▸ EXERCISE DIRECTIONS
Tally every line of the records below that includes "excavator", and reply with the total alone.

===== TASK DATA =====

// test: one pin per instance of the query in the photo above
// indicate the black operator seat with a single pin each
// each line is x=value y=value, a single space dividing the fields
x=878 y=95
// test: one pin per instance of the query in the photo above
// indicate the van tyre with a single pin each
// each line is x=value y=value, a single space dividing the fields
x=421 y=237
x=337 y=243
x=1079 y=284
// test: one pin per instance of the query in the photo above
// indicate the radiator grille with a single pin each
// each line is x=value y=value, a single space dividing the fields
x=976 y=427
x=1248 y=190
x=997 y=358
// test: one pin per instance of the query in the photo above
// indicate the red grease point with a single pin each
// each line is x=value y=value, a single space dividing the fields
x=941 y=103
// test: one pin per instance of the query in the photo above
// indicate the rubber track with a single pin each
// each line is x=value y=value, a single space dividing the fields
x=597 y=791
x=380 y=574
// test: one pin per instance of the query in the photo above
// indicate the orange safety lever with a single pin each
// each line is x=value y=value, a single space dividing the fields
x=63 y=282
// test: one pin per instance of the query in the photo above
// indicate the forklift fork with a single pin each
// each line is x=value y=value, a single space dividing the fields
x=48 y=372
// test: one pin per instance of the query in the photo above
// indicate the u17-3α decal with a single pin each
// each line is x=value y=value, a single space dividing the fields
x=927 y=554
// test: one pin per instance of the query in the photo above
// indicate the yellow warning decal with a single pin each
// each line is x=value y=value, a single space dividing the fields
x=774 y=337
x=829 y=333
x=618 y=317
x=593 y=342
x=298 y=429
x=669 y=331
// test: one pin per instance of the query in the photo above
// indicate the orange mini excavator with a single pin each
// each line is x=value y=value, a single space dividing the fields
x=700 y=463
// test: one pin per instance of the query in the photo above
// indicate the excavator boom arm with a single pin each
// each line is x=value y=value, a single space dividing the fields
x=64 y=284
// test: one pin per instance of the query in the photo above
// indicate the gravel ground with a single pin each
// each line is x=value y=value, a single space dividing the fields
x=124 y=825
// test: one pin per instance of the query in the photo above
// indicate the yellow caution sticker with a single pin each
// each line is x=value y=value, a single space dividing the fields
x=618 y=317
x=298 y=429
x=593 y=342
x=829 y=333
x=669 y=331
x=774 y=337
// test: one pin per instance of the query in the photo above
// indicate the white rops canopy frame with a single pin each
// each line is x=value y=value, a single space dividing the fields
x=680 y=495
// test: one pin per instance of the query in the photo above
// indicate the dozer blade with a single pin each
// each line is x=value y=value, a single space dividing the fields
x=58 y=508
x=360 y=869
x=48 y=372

=====
===== TASK DATA =====

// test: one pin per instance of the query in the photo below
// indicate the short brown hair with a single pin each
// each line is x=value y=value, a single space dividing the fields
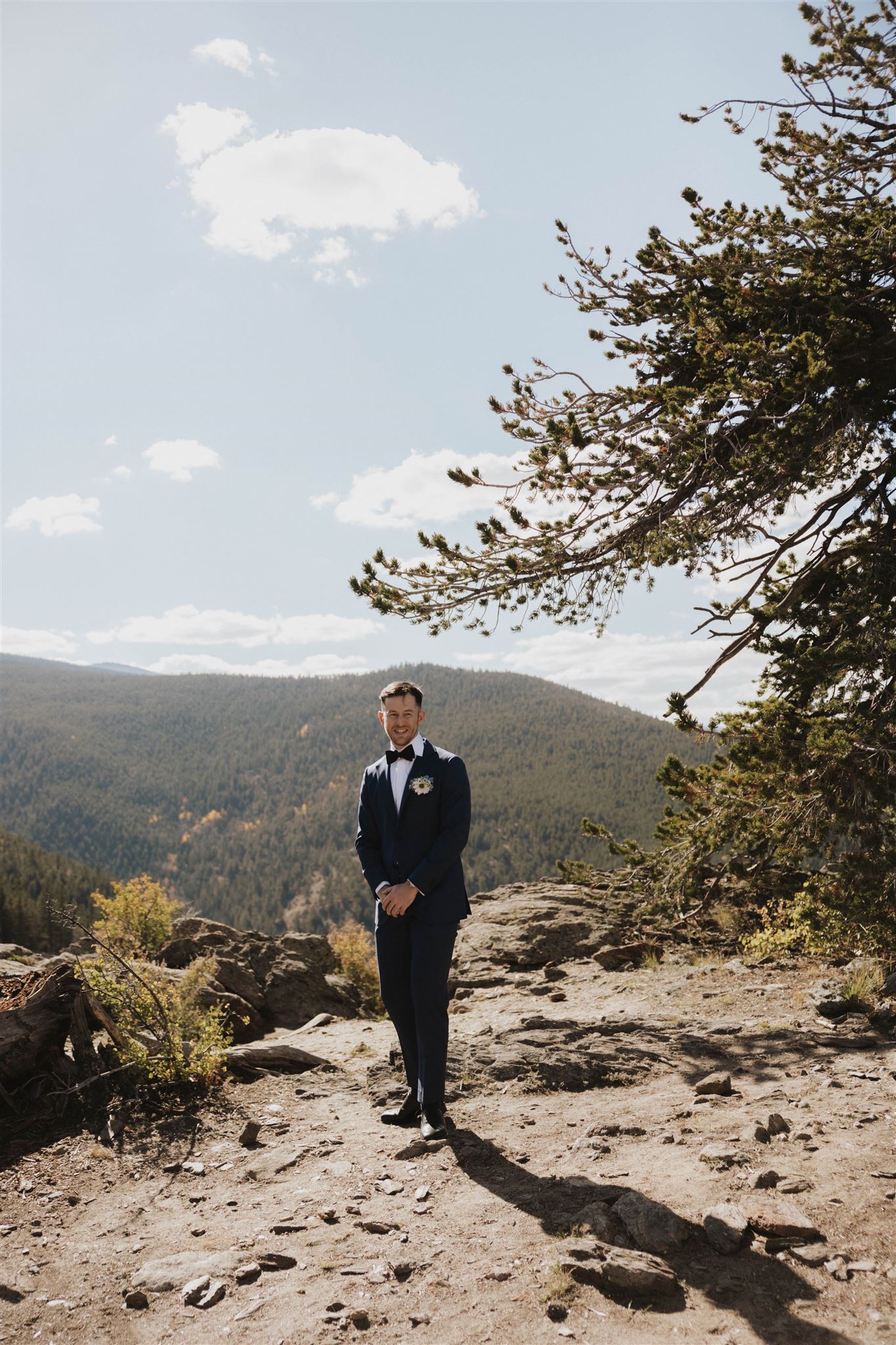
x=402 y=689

=====

▸ RESULT
2